Cosa fare
Riporta come lista JSON di stringhe, una per riga e senza righe vuote, il tratto dell'elenco che va dalla riga che contiene "For each <instance>" fino alla riga che contiene "171L24 213L55 259L129", entrambe incluse.

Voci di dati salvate
╭──
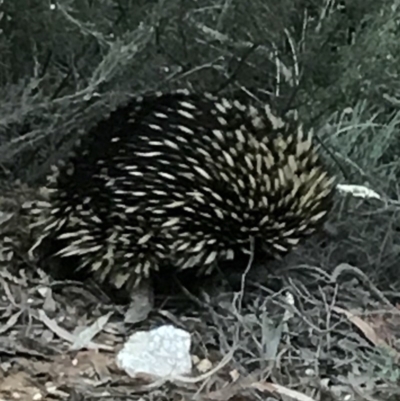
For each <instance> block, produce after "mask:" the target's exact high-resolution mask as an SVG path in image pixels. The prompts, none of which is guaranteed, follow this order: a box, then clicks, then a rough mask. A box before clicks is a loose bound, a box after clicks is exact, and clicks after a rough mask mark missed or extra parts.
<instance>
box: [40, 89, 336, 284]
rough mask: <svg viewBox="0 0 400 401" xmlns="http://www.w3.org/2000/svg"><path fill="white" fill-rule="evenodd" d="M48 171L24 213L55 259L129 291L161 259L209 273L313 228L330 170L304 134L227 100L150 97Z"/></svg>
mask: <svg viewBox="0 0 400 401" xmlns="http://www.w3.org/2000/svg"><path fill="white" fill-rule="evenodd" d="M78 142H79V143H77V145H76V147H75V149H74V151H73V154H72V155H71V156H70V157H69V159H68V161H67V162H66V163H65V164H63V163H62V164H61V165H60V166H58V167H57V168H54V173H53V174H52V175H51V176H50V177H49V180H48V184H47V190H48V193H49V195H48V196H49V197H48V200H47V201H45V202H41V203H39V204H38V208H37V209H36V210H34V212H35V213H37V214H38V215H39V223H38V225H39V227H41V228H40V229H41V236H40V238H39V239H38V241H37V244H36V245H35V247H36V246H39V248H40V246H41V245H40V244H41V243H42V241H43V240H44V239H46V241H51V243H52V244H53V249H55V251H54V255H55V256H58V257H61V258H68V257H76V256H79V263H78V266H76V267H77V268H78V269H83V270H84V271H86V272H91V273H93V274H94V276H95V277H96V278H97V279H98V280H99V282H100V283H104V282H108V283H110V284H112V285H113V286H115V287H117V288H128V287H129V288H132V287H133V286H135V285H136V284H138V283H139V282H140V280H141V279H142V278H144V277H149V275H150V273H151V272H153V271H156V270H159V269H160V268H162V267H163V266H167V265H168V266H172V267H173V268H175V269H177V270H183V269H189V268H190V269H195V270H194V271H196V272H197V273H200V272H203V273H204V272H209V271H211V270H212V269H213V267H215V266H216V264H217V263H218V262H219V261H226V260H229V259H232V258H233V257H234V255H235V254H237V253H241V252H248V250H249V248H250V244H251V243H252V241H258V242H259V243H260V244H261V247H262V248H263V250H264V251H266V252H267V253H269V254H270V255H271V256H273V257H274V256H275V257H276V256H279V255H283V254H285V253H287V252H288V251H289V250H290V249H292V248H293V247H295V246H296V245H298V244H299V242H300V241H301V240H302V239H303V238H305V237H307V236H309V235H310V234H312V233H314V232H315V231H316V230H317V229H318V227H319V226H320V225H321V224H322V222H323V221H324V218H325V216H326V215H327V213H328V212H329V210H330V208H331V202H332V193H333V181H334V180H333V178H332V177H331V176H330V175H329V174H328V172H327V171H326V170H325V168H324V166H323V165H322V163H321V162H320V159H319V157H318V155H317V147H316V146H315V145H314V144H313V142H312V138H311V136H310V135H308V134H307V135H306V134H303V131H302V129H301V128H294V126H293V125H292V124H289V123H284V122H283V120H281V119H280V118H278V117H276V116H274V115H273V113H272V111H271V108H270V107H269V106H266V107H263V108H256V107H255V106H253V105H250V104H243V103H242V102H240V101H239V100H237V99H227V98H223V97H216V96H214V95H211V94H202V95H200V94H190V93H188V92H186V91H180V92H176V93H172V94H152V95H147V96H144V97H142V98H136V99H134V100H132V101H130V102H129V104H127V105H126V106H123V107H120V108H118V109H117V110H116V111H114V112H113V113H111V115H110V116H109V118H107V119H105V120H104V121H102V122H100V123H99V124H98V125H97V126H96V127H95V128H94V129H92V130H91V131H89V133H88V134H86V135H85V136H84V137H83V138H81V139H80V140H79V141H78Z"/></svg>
╰──
╭──
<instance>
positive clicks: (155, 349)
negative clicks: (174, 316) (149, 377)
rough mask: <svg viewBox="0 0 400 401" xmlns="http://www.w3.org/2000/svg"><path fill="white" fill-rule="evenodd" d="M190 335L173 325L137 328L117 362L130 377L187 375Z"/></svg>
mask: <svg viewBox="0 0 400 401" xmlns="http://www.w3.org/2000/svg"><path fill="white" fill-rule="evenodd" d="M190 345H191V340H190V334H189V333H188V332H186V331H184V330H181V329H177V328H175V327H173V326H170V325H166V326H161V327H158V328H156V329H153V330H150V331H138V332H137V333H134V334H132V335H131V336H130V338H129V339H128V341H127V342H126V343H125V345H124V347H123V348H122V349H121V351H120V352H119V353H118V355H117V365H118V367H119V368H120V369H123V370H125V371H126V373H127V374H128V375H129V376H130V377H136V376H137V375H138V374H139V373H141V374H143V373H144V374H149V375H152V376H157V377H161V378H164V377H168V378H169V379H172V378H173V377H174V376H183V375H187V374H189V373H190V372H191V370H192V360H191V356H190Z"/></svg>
╰──
Risposta scritta
[
  "For each <instance> block, produce after \"mask:\" the target's exact high-resolution mask as an SVG path in image pixels. The prompts, none of which is guaranteed, follow this order: a box, then clicks, then a rough mask. A box before clicks is a loose bound, a box after clicks is exact, and clicks after a rough mask mark missed or extra parts.",
  "<instance>",
  "box: [40, 89, 336, 284]",
  "rough mask: <svg viewBox=\"0 0 400 401\" xmlns=\"http://www.w3.org/2000/svg\"><path fill=\"white\" fill-rule=\"evenodd\" d=\"M48 171L24 213L55 259L129 291L161 259L209 273L313 228L330 170L304 134L227 100L150 97Z\"/></svg>"
]